(Source material begins)

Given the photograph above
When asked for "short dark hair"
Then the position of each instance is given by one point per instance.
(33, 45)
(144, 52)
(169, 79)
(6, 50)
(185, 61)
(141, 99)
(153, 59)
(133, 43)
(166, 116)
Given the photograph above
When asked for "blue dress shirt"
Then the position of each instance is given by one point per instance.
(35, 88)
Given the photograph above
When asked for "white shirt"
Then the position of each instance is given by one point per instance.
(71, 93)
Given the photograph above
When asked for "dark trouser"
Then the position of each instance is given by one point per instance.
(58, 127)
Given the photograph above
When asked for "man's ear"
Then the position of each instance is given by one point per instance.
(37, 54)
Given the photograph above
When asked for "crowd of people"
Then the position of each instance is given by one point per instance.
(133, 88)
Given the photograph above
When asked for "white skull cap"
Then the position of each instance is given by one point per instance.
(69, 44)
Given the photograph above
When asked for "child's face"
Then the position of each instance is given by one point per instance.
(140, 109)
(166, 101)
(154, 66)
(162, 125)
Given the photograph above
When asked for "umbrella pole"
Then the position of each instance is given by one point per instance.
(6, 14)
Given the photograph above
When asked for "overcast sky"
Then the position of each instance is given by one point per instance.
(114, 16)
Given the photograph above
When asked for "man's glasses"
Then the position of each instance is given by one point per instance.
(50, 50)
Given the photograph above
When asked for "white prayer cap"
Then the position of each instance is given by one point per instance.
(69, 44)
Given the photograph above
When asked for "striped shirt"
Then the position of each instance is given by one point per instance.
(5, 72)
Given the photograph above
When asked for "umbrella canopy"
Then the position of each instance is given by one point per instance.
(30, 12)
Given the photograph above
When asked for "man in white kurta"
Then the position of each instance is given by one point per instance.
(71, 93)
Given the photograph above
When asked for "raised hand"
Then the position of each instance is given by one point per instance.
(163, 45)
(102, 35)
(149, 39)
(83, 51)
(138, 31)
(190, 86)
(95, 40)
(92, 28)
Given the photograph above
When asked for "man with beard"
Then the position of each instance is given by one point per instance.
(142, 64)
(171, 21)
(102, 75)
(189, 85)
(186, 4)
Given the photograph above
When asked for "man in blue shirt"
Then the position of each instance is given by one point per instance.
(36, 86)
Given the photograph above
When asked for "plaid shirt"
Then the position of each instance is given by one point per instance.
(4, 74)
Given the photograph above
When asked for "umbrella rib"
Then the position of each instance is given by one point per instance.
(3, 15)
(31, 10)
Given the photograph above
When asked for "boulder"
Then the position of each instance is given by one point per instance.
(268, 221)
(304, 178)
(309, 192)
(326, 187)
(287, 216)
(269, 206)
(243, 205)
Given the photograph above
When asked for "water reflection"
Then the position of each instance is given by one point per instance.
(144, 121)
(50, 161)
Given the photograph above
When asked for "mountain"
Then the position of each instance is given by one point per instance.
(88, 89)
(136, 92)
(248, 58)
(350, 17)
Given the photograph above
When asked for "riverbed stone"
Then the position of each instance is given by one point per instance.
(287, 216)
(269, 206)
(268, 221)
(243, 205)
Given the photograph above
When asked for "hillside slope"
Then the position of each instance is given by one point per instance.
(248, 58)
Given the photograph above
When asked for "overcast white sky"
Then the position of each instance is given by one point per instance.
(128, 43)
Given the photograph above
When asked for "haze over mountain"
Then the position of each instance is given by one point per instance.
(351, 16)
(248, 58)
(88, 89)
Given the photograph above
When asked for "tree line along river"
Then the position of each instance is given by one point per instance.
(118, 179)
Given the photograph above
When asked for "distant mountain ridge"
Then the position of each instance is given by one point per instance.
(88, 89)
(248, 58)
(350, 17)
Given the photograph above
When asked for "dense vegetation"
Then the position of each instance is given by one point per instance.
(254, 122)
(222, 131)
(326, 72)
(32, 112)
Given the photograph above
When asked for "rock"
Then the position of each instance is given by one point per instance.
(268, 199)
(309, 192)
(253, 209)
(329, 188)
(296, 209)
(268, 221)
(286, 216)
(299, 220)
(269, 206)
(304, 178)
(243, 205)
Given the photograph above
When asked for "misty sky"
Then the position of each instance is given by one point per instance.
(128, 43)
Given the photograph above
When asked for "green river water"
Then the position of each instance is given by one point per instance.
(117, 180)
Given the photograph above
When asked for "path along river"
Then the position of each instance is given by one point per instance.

(Source material ends)

#### [To do]
Select and copy each line from the data that includes the word "dark".

#### [Result for this exercise]
When asked for "short dark hair"
When asked for "dark trouser"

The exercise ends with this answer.